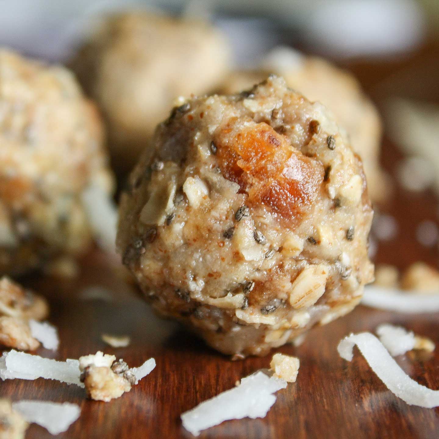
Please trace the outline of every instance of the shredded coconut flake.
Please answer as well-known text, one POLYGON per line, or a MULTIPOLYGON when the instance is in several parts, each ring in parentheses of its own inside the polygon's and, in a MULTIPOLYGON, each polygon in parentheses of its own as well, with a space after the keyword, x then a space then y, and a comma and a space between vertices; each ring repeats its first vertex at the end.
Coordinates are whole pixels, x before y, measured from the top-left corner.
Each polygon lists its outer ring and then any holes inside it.
POLYGON ((52 435, 66 431, 81 412, 76 404, 48 401, 20 401, 13 403, 12 408, 28 422, 43 427, 52 435))
POLYGON ((136 376, 136 382, 138 382, 149 374, 155 367, 155 360, 154 358, 147 360, 138 367, 133 367, 131 371, 136 376))
POLYGON ((414 334, 402 327, 385 324, 377 328, 376 333, 392 356, 402 355, 414 347, 414 334))
POLYGON ((198 404, 181 415, 183 426, 195 436, 202 430, 230 419, 264 417, 276 401, 273 394, 287 387, 287 382, 269 378, 259 371, 241 384, 198 404))
POLYGON ((3 380, 44 378, 83 387, 79 374, 79 361, 77 360, 57 361, 13 349, 4 352, 0 359, 0 378, 3 380))
POLYGON ((47 322, 41 323, 36 320, 29 320, 29 327, 32 336, 40 342, 46 349, 56 351, 58 349, 59 339, 58 331, 54 326, 47 322))
POLYGON ((410 291, 369 286, 364 290, 361 303, 367 306, 399 313, 436 313, 439 311, 439 294, 420 295, 410 291))
POLYGON ((101 188, 92 186, 83 192, 82 201, 100 246, 106 252, 115 253, 118 213, 113 200, 101 188))
POLYGON ((439 390, 432 390, 412 380, 370 332, 351 334, 342 340, 337 347, 340 356, 351 361, 355 345, 378 378, 398 398, 410 405, 427 408, 439 406, 439 390))

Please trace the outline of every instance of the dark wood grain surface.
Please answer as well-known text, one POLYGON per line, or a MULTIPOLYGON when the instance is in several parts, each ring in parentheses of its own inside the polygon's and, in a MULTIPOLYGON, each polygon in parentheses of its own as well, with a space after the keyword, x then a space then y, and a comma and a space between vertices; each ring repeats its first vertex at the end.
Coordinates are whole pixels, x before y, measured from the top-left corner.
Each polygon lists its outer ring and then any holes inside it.
MULTIPOLYGON (((432 55, 431 50, 425 53, 432 55)), ((425 58, 421 57, 421 61, 425 58)), ((419 59, 414 56, 413 65, 417 65, 419 59)), ((405 64, 410 65, 410 61, 405 61, 405 64)), ((379 100, 383 93, 382 86, 381 92, 377 91, 380 84, 401 65, 389 67, 381 62, 350 67, 379 100)), ((385 140, 383 162, 391 174, 401 157, 395 146, 385 140)), ((395 185, 394 198, 380 209, 396 219, 398 233, 392 241, 379 243, 375 260, 403 268, 421 260, 437 267, 437 247, 422 247, 416 241, 415 230, 425 219, 438 223, 437 200, 431 193, 409 194, 397 183, 395 185)), ((36 353, 63 360, 101 350, 123 358, 132 366, 153 356, 157 367, 130 392, 108 403, 87 400, 83 389, 57 381, 0 382, 0 396, 14 400, 41 399, 79 404, 82 408, 79 419, 60 437, 189 438, 191 435, 180 421, 183 412, 231 388, 237 380, 268 366, 270 356, 232 362, 173 322, 158 319, 138 297, 136 287, 126 282, 114 261, 99 251, 94 250, 84 258, 81 271, 79 278, 73 281, 38 277, 26 281, 50 298, 52 310, 50 320, 58 327, 61 339, 57 353, 41 349, 36 353), (84 288, 97 286, 109 291, 111 300, 81 298, 84 288), (103 332, 129 335, 132 342, 127 348, 111 348, 101 341, 103 332)), ((313 330, 301 346, 279 349, 298 356, 300 368, 296 383, 278 392, 277 400, 266 417, 228 421, 202 433, 200 437, 439 437, 439 409, 407 405, 386 389, 357 352, 351 363, 337 353, 338 342, 349 333, 373 331, 383 322, 401 324, 430 337, 439 346, 439 314, 407 316, 359 306, 345 317, 313 330)), ((418 382, 439 389, 439 349, 432 354, 409 354, 397 360, 418 382)), ((34 425, 26 437, 52 436, 34 425)))

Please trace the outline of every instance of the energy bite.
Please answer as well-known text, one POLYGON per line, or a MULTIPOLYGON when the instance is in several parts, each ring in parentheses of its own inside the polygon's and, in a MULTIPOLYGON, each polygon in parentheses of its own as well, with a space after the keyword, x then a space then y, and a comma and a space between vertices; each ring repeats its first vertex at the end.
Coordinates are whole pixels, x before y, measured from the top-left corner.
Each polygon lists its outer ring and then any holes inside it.
POLYGON ((88 248, 83 194, 112 189, 103 143, 68 70, 0 50, 0 274, 88 248))
POLYGON ((227 94, 251 88, 270 73, 283 76, 288 86, 332 112, 361 157, 371 198, 374 201, 385 201, 390 189, 379 164, 381 122, 356 78, 322 58, 279 47, 268 54, 259 69, 230 73, 222 91, 227 94))
POLYGON ((272 76, 158 126, 117 245, 160 314, 221 352, 263 355, 359 302, 372 216, 361 161, 325 107, 272 76))
POLYGON ((131 170, 176 98, 218 86, 229 52, 199 20, 140 11, 103 19, 72 64, 105 116, 116 169, 131 170))

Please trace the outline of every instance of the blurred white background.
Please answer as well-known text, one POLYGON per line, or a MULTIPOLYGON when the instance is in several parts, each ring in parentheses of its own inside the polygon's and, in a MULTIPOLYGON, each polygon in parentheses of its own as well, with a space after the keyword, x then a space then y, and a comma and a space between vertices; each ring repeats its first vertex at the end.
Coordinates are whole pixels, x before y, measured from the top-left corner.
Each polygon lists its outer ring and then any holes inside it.
POLYGON ((135 6, 213 20, 241 65, 295 39, 332 58, 389 56, 422 42, 422 5, 415 0, 0 0, 0 45, 64 60, 103 13, 135 6), (280 40, 286 35, 288 41, 280 40))

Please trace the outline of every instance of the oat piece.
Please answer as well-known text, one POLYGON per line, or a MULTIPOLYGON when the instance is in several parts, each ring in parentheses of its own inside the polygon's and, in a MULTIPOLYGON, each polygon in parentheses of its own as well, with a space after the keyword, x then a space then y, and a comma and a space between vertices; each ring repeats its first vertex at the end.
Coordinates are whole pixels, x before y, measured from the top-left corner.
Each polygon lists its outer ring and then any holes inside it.
POLYGON ((27 322, 14 317, 0 317, 0 344, 20 351, 34 351, 40 347, 27 322))
POLYGON ((46 299, 7 276, 0 279, 0 316, 43 320, 49 314, 46 299))
POLYGON ((24 439, 29 426, 10 401, 0 399, 0 439, 24 439))
POLYGON ((270 363, 270 368, 274 372, 274 376, 282 378, 287 382, 295 382, 299 373, 300 362, 297 357, 275 354, 270 363))
POLYGON ((97 401, 108 402, 130 392, 136 383, 136 375, 122 359, 100 351, 94 355, 79 357, 81 381, 87 395, 97 401))

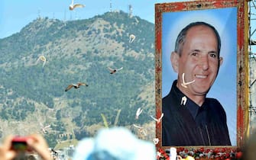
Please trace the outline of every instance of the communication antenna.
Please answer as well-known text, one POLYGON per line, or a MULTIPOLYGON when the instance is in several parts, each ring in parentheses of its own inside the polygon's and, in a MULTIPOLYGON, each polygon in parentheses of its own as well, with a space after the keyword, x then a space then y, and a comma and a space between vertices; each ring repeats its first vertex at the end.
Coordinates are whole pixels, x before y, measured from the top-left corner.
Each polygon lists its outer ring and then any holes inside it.
POLYGON ((66 21, 66 11, 65 9, 65 11, 64 11, 64 21, 66 21))
POLYGON ((40 19, 41 18, 41 15, 40 15, 41 11, 40 11, 40 9, 38 9, 37 14, 38 14, 37 18, 38 18, 38 19, 40 19))
POLYGON ((112 2, 110 0, 110 5, 109 5, 109 11, 112 12, 112 2))
POLYGON ((132 6, 131 5, 129 5, 129 17, 132 18, 132 6))

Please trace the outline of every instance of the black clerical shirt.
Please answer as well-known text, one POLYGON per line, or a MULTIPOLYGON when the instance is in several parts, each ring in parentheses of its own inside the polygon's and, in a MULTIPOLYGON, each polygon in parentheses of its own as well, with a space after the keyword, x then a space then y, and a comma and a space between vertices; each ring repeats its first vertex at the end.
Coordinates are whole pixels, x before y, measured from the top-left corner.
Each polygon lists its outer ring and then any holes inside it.
POLYGON ((162 100, 162 146, 231 146, 226 114, 214 98, 201 107, 183 94, 174 81, 162 100))

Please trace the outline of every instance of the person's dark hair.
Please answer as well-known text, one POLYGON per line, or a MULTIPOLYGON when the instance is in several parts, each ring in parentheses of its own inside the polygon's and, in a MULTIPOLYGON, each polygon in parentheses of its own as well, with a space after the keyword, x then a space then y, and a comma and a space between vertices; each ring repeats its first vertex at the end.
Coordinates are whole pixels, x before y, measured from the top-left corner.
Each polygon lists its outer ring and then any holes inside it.
POLYGON ((211 28, 212 30, 212 31, 214 32, 214 34, 215 34, 216 36, 216 39, 217 39, 217 43, 218 43, 218 55, 219 55, 219 53, 220 53, 220 48, 221 48, 221 40, 220 40, 220 37, 219 37, 219 34, 217 31, 217 30, 213 27, 212 26, 211 24, 207 24, 206 22, 203 22, 203 21, 196 21, 196 22, 193 22, 190 24, 188 24, 187 26, 186 26, 179 34, 177 40, 176 40, 176 43, 175 43, 175 50, 174 51, 179 54, 180 54, 180 49, 181 49, 181 46, 180 45, 183 45, 183 43, 185 43, 186 41, 186 33, 187 31, 193 27, 195 27, 195 26, 206 26, 209 28, 211 28))

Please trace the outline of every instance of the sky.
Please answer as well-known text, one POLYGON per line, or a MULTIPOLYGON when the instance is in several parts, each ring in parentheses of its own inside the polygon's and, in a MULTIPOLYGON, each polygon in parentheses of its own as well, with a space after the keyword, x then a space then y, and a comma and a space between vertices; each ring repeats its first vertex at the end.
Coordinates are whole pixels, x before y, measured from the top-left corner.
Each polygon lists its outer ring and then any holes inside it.
MULTIPOLYGON (((184 1, 184 0, 183 0, 184 1)), ((154 23, 154 4, 183 2, 182 0, 74 0, 86 5, 73 11, 69 10, 72 0, 1 0, 0 39, 19 32, 38 16, 60 20, 88 19, 112 10, 128 12, 131 5, 133 15, 154 23)))

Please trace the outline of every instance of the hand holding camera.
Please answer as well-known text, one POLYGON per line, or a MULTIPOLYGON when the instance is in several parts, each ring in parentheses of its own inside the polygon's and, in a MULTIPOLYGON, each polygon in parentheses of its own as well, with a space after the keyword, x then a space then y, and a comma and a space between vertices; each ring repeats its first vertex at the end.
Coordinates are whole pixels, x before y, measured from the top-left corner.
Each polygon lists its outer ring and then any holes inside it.
POLYGON ((8 136, 0 146, 0 159, 18 159, 25 152, 33 151, 44 160, 51 160, 48 145, 44 138, 39 134, 28 136, 8 136))

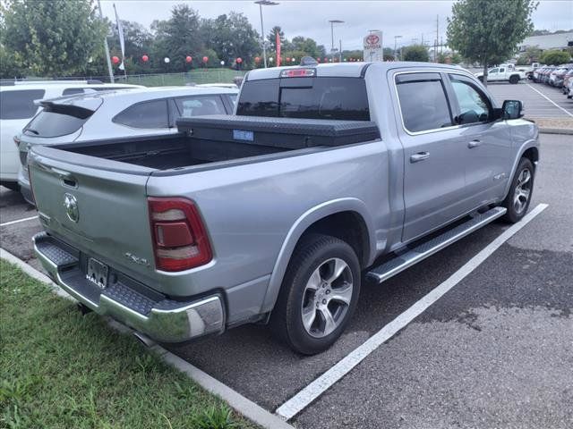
■ ■ ■ ■ ■
*GOAL*: Copy the lines word for word, starting with the line that contains "Please trace the outline of every instance of the communication" and going on through the line that contains "POLYGON ((112 2, 110".

*OUTPUT FOR THIS EXERCISE*:
Please trace the outline of every instance of the communication antenna.
Please answer as well-known text, one POLYGON per line, or a MULTIPOLYGON when the instance is in several parts, each ring in parentheses of its own inside the polygon's and, in a MULTIPOLYGON, each polygon in parentheses of its own as well, with a space after the keyword, x then a space then y, and a comma and a space between vertices; each ring repeats its first vertex at the end.
Coordinates are whole pixels, x before y, measured from the top-left corner.
Each polygon lists its outer ring and then any holes inside it.
POLYGON ((66 21, 66 11, 65 9, 65 11, 64 11, 64 21, 66 21))
POLYGON ((40 19, 41 18, 41 15, 40 15, 41 11, 40 11, 40 9, 38 9, 37 14, 38 14, 37 18, 38 18, 38 19, 40 19))
POLYGON ((112 2, 110 0, 110 5, 109 5, 109 11, 112 12, 112 2))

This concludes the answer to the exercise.